* [DESCRIPTION OF THE TASK]
Reproduce the lines below, substituting "single dot" for every occurrence of "single marker" and leaving all other text unchanged.

* [INFORMATION PROVIDED]

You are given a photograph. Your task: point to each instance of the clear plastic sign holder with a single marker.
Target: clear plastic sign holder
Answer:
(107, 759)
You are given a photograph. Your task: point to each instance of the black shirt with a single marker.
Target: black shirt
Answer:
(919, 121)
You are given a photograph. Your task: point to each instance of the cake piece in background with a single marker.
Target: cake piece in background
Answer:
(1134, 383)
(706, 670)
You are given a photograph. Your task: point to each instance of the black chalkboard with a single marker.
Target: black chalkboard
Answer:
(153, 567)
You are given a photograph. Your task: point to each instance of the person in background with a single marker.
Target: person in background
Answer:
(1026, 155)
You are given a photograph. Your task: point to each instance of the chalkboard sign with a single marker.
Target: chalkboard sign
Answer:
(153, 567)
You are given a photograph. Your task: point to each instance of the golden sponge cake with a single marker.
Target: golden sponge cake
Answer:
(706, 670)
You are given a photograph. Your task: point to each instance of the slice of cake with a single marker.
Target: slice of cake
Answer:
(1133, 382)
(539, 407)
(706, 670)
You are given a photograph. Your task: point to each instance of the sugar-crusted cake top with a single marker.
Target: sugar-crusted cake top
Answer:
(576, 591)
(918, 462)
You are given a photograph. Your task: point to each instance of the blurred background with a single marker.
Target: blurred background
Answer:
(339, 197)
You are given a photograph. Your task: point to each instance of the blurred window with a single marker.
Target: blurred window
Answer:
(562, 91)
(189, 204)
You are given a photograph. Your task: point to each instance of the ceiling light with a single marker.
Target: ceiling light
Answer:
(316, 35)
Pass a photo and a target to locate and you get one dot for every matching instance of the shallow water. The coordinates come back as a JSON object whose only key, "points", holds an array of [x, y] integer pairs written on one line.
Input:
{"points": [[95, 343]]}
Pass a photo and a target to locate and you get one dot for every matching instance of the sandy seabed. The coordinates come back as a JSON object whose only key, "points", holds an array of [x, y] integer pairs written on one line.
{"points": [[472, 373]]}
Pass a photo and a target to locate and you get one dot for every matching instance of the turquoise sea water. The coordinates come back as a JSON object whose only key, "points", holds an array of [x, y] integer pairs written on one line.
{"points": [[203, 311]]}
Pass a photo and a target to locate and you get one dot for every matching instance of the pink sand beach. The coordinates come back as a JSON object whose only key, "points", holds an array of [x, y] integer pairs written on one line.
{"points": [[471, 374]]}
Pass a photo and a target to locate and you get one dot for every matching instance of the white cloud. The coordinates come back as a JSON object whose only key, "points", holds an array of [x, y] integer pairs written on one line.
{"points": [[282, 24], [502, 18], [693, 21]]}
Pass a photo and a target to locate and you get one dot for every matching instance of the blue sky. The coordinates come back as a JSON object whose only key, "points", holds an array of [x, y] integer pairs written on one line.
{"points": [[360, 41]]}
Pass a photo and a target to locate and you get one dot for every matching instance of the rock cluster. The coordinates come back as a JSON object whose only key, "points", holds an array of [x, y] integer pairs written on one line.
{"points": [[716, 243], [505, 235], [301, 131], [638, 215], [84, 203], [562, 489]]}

* [RESULT]
You are given a photograph. Your task: point to each instance of the clear plastic sign holder with a single dot.
Target: clear plastic sign holder
Answer:
(107, 759)
You are given a photograph. Your task: point to each instance of the black shirt with a single dot.
Target: black shirt
Answer:
(919, 121)
You are given a photograph. Your task: point to each instance of the cake piece in background with a single dot.
Target: cake piece in background
Answer:
(1134, 383)
(706, 670)
You are given a photograph. Your task: point to each instance of the black chalkboard with a single dot.
Target: black chalkboard
Answer:
(153, 567)
You are given a photograph. Your task: point to each instance of the person in background with a single dot.
Target: person in background
Answer:
(1026, 155)
You are given a photograph. Your task: point to each instance of the chalkboard sign with a single dot.
Target: chalkboard sign
Answer:
(153, 567)
You are given a photograph. Your task: point to each instance of the golden sponge cake with a single dot.
Target: golden sponge cake
Answer:
(706, 670)
You are given a photograph. Your task: point to each instance of the slice of cake with a single dot.
Target: slice of cake
Answer:
(1133, 382)
(539, 407)
(706, 670)
You are given a photograph. Your task: point to each instance of the sugar-crusted cake top with a single dot.
Target: sugar-crusted cake top
Answer:
(576, 591)
(918, 462)
You are given a photograph. Your task: point to each instance of the blurred background with a single dot.
Target: blurred background
Answer:
(339, 197)
You are given a photograph. Your task: point to each instance of the blurred window with a single dot.
Target: blurred window
Answer:
(562, 91)
(189, 204)
You are given a photograph. Your task: point to each instance of the ceiling light with a single dot.
Target: ceiling light
Answer:
(316, 35)
Pass a photo and a target to locate and you get one dot for every matching instance of the shallow water. The coordinates come back as a JSON object whose only key, "points", holds an array of [x, y] integer pairs written on one line.
Input:
{"points": [[95, 343]]}
Pass a photo and a target to locate and you get one dot for every matching instance of the sandy seabed. The coordinates come back as a JSON object whose only key, "points", holds an array of [x, y] integer pairs written on one line.
{"points": [[472, 373]]}
Pass a photo and a target to locate and you get one dot for every matching instance of the turquoise sea water. The coordinates come back as a JSON object whose only key, "points", holds an array of [x, y] integer pairs written on one line.
{"points": [[203, 311]]}
Pass a photo and a target to locate and you get one dot for every matching instance of the pink sand beach. The coordinates come back as a JSON object whose only key, "points", holds an array of [x, y] integer pairs written on one line.
{"points": [[471, 374]]}
Pass a photo and a target to locate and you get one dot for every matching instance of the white cloud. The coordinates come back as a JSON object whose only key, "points", holds an array of [x, y] integer pairs written on one line.
{"points": [[282, 24], [502, 18], [693, 21]]}
Pass a photo and a target to locate and you get one dot for every matching instance of the blue sky. The coordinates come back as a JSON object whose only key, "points", holds an array of [x, y] integer pairs written on one line.
{"points": [[360, 41]]}
Pass a photo and a target to locate and you get one dot for every matching instance of the rock cluster. The coordinates come back as a JSON object whose only key, "points", holds an array of [x, y] integer pairs written on one line.
{"points": [[716, 243], [505, 235], [301, 131], [638, 215], [84, 203], [562, 489]]}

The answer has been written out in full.